▶ _Task brief_
Reproduce the records below exactly; no pictures.

▶ _Records shown_
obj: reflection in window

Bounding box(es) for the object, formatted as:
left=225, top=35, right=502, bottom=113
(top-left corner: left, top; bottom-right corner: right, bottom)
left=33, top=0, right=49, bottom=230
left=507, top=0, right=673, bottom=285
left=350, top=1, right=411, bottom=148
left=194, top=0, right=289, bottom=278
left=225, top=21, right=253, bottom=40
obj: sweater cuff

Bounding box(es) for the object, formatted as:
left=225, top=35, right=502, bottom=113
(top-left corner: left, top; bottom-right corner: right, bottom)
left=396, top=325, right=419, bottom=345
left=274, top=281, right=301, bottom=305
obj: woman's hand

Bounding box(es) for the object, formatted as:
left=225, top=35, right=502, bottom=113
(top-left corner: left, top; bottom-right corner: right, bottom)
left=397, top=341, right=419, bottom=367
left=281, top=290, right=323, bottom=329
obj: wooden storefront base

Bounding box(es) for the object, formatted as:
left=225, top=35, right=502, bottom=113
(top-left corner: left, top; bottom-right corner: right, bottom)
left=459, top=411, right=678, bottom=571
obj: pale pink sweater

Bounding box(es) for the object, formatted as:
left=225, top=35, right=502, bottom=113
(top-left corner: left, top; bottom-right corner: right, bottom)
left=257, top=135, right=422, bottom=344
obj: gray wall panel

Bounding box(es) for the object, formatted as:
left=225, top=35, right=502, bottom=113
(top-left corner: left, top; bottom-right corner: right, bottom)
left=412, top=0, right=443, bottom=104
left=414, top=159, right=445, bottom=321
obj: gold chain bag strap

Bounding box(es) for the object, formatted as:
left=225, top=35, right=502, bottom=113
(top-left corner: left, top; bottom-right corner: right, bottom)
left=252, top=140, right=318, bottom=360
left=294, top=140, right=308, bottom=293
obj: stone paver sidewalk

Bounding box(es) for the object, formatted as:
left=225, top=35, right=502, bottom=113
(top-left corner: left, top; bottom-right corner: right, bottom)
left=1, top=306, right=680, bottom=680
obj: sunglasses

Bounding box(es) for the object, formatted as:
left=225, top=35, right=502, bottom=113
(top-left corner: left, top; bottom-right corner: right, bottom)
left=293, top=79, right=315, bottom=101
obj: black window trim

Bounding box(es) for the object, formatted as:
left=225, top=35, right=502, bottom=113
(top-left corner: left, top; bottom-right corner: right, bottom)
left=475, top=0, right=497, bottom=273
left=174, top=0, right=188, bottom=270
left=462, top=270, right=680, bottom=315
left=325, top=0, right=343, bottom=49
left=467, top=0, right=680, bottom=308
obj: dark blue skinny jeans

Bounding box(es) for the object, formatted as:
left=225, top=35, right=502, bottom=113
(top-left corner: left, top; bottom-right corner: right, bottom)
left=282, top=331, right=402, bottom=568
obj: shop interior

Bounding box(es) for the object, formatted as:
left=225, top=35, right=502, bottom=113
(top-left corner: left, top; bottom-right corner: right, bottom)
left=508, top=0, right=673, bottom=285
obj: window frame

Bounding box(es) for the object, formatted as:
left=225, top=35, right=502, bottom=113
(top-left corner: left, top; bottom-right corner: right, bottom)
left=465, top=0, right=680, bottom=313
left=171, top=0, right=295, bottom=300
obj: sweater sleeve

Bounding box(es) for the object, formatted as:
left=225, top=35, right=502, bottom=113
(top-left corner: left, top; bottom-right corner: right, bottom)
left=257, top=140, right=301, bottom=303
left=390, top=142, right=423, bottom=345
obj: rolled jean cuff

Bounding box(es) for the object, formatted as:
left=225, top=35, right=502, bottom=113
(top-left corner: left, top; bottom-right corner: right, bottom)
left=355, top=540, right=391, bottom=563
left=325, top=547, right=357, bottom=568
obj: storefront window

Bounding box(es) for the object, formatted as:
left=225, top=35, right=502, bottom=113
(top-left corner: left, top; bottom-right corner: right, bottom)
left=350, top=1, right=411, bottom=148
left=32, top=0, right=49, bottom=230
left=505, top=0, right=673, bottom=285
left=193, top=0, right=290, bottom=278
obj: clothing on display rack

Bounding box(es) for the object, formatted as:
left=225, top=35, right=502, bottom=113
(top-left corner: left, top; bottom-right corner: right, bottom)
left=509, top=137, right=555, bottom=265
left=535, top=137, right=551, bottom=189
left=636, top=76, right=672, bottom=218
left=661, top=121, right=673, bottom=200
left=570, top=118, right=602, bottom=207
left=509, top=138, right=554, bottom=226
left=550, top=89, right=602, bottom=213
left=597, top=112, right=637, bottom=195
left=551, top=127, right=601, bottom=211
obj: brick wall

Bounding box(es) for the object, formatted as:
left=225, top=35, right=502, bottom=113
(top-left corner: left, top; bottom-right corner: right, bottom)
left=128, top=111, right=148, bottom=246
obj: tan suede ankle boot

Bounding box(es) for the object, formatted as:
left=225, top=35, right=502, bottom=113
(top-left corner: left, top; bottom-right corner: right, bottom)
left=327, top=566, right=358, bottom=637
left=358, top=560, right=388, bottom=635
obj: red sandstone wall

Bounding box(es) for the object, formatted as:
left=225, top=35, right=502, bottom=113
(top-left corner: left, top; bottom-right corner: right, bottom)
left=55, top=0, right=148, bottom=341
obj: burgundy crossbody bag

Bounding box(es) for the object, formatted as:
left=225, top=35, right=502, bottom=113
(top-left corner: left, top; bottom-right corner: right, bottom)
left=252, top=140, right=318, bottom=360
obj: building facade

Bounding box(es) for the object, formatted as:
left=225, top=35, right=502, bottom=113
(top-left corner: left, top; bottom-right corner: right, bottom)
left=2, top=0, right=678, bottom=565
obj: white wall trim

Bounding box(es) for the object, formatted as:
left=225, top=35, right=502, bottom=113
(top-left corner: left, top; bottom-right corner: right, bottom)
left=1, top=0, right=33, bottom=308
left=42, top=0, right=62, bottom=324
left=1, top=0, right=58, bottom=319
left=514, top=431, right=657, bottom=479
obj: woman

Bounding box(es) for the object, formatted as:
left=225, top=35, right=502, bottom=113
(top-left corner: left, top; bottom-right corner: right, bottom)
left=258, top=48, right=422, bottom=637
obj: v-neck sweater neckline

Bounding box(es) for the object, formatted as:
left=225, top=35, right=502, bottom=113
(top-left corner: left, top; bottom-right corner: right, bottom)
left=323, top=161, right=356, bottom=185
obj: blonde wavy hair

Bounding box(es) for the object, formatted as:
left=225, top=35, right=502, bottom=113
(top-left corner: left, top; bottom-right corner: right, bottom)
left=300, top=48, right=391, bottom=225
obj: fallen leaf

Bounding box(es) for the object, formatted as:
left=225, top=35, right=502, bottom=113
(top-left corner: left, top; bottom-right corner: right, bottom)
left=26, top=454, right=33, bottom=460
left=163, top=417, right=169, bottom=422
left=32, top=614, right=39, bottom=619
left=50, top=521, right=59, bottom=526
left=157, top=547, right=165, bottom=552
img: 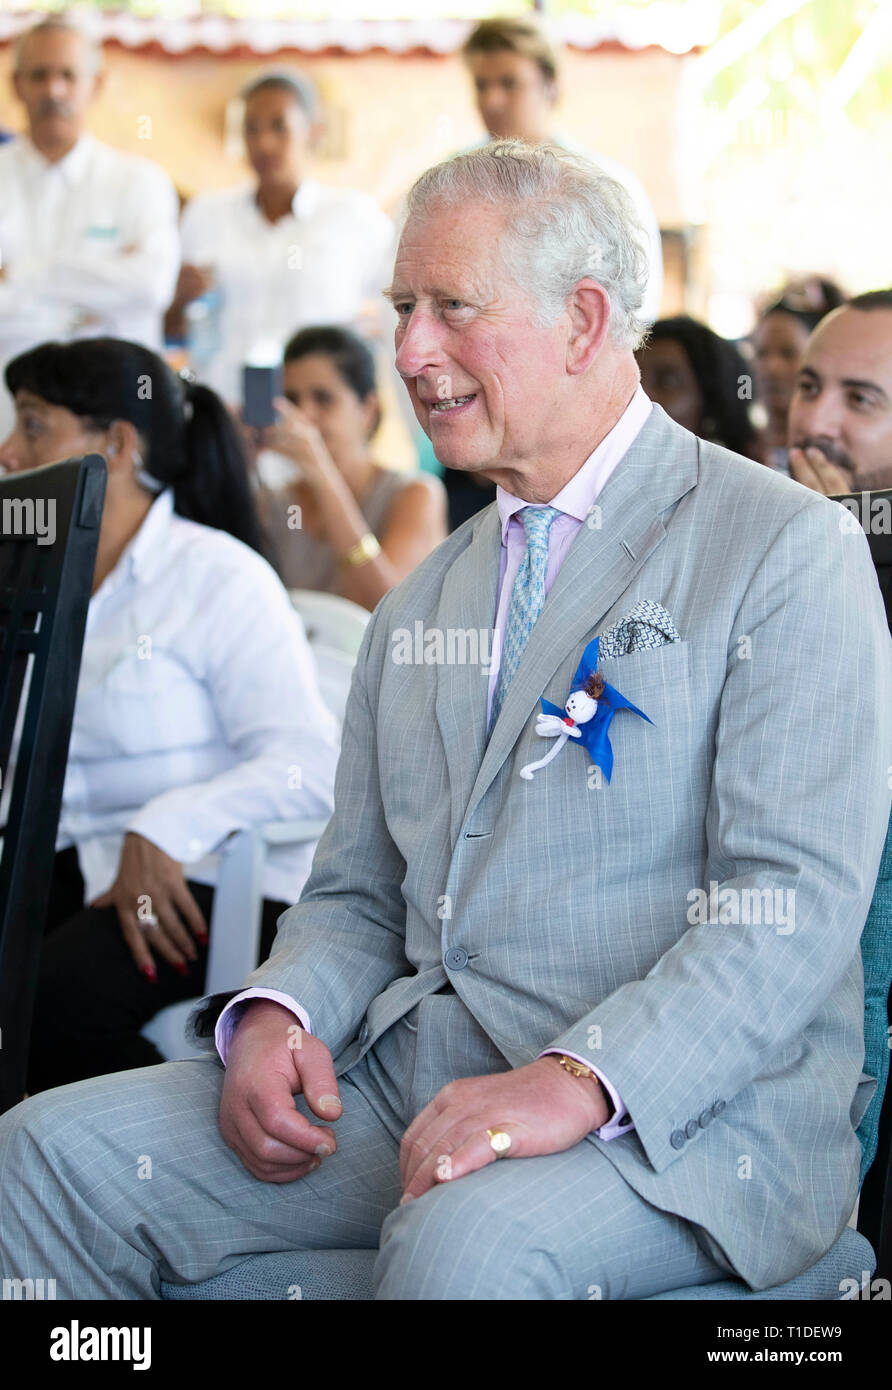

▶ _Task result_
obj: reflection in window

Bounding box(es) for the object, formatted as:
left=225, top=35, right=502, bottom=113
(top-left corner: left, top; bottom-right corner: right, bottom)
left=33, top=0, right=49, bottom=230
left=507, top=0, right=673, bottom=285
left=350, top=1, right=411, bottom=148
left=194, top=0, right=289, bottom=278
left=225, top=21, right=253, bottom=40
obj: sweater cuff

Bounding box(es) for the object, formatted as:
left=225, top=35, right=502, bottom=113
(top-left corner: left, top; bottom-right corner: right, bottom)
left=396, top=325, right=419, bottom=345
left=274, top=281, right=301, bottom=305
obj: woman's hand

Bounding box(es) for the object, formatted as:
left=225, top=35, right=502, bottom=113
(top-left corner: left, top; bottom-right corner: right, bottom)
left=397, top=341, right=419, bottom=367
left=281, top=290, right=323, bottom=329
obj: wooden storefront base

Bounding box(es) for the object, formatted as:
left=225, top=35, right=502, bottom=113
(top-left corner: left, top; bottom-right corner: right, bottom)
left=459, top=411, right=678, bottom=571
obj: pale pink sweater

Bounding box(es) for the object, formatted as:
left=225, top=35, right=502, bottom=113
(top-left corner: left, top; bottom-right corner: right, bottom)
left=257, top=135, right=422, bottom=344
obj: gray wall panel

Bounding box(es) for the object, formatted as:
left=225, top=35, right=502, bottom=113
(top-left corner: left, top; bottom-right corner: right, bottom)
left=412, top=0, right=443, bottom=104
left=414, top=159, right=445, bottom=321
obj: gold chain bag strap

Bounding box(es) for the object, formatted as:
left=225, top=35, right=502, bottom=113
(top-left corner: left, top; bottom-right corner: right, bottom)
left=252, top=140, right=318, bottom=360
left=294, top=140, right=308, bottom=293
obj: stone paver sidewalk

Bounding box(es) for the object, formatted as:
left=225, top=35, right=502, bottom=113
(top-left corner: left, top; bottom-right corner: right, bottom)
left=1, top=306, right=680, bottom=680
obj: sunglasses

Bounding box(es) for the object, formatted as:
left=225, top=35, right=502, bottom=113
(top-left corner: left, top; bottom-right corner: right, bottom)
left=293, top=79, right=315, bottom=101
obj: black window trim

Bounding box(es) for the object, formatted as:
left=225, top=35, right=502, bottom=113
(top-left corner: left, top; bottom-right corner: right, bottom)
left=475, top=0, right=497, bottom=273
left=174, top=0, right=188, bottom=270
left=462, top=270, right=680, bottom=315
left=325, top=0, right=343, bottom=49
left=467, top=0, right=680, bottom=308
obj: dark blue skinny jeans

Bounding box(es) for the object, formatted as:
left=225, top=35, right=502, bottom=113
(top-left corner: left, top; bottom-right corner: right, bottom)
left=282, top=331, right=402, bottom=568
obj: shop interior

Bounding box(es) for the object, formatted as:
left=225, top=35, right=502, bottom=113
(top-left corner: left, top; bottom-right corner: right, bottom)
left=508, top=0, right=673, bottom=285
obj: window frame

Bounding box(es) for the object, formatted as:
left=225, top=35, right=502, bottom=113
(top-left corner: left, top; bottom-right corner: right, bottom)
left=465, top=0, right=680, bottom=313
left=171, top=0, right=295, bottom=300
obj: sweater sleeve

Bounding box(es) for the object, formatted as:
left=225, top=35, right=502, bottom=113
(top-left corner: left, top; bottom-right corner: right, bottom)
left=257, top=140, right=301, bottom=303
left=390, top=142, right=423, bottom=345
obj: rolled jean cuff

Bounding box(es) for the object, formatted as:
left=225, top=35, right=502, bottom=113
(top-left corner: left, top; bottom-right corner: right, bottom)
left=355, top=540, right=391, bottom=563
left=325, top=547, right=357, bottom=568
obj: storefront window

Bounding box(es) for the object, formatted as:
left=225, top=35, right=502, bottom=113
(top-left corner: left, top; bottom-right corner: right, bottom)
left=350, top=1, right=411, bottom=148
left=32, top=0, right=49, bottom=230
left=505, top=0, right=673, bottom=285
left=193, top=0, right=290, bottom=278
obj: clothing on display rack

Bounding box(es) for the object, formatted as:
left=225, top=35, right=502, bottom=113
(top-left corner: left, top; bottom-right corner: right, bottom)
left=509, top=137, right=555, bottom=265
left=535, top=137, right=551, bottom=189
left=636, top=76, right=672, bottom=218
left=661, top=121, right=673, bottom=200
left=570, top=118, right=602, bottom=207
left=509, top=138, right=554, bottom=226
left=550, top=89, right=602, bottom=213
left=597, top=112, right=637, bottom=195
left=551, top=127, right=601, bottom=211
obj: brick wall

Bounding box(es) for the object, formatted as:
left=225, top=35, right=502, bottom=113
(top-left corner: left, top; bottom-right corner: right, bottom)
left=128, top=111, right=148, bottom=246
obj: tan suede ankle boot

Bounding box(es) for the object, formatted as:
left=225, top=35, right=502, bottom=113
(top-left corner: left, top; bottom-right corner: right, bottom)
left=327, top=566, right=358, bottom=637
left=358, top=560, right=388, bottom=635
obj: red sandstone wall

Bounding box(es) for the object, formatted as:
left=225, top=35, right=502, bottom=113
(top-left corner: left, top; bottom-right corner: right, bottom)
left=55, top=0, right=148, bottom=341
obj: burgundy crossbody bag

Bounding box(es) for the object, formatted as:
left=225, top=35, right=502, bottom=113
(top-left corner: left, top; bottom-right corner: right, bottom)
left=252, top=140, right=318, bottom=360
obj: building facade

Bounding box(es) for the object, formatted as:
left=225, top=35, right=502, bottom=113
(top-left corner: left, top; bottom-right corner: right, bottom)
left=2, top=0, right=678, bottom=565
obj: white wall trim

Bounding box(es) for the object, formatted as:
left=225, top=35, right=502, bottom=113
(top-left corner: left, top; bottom-right corner: right, bottom)
left=1, top=0, right=33, bottom=308
left=42, top=0, right=62, bottom=324
left=1, top=0, right=58, bottom=319
left=514, top=431, right=657, bottom=479
obj: woman

Bounding box(es) for the object, formatted as:
left=225, top=35, right=502, bottom=113
(top-left corner: left, top; bottom-right corner: right, bottom)
left=258, top=48, right=422, bottom=637
obj: v-neck sweater neckline

Bounding box(es) for the object, formatted as:
left=225, top=35, right=502, bottom=113
(top-left corner: left, top; bottom-right corner: right, bottom)
left=323, top=161, right=356, bottom=185
obj: blonde wavy hair

Bounding box(es) for the object, formatted as:
left=225, top=35, right=502, bottom=113
(top-left corner: left, top; bottom-right corner: right, bottom)
left=300, top=48, right=391, bottom=225
obj: fallen leaf

Bounding box(es) for the object, formatted as:
left=225, top=35, right=502, bottom=113
(top-left corner: left, top; bottom-right corner: right, bottom)
left=26, top=454, right=33, bottom=460
left=163, top=417, right=169, bottom=422
left=32, top=614, right=39, bottom=619
left=50, top=521, right=59, bottom=526
left=157, top=547, right=165, bottom=552
img: 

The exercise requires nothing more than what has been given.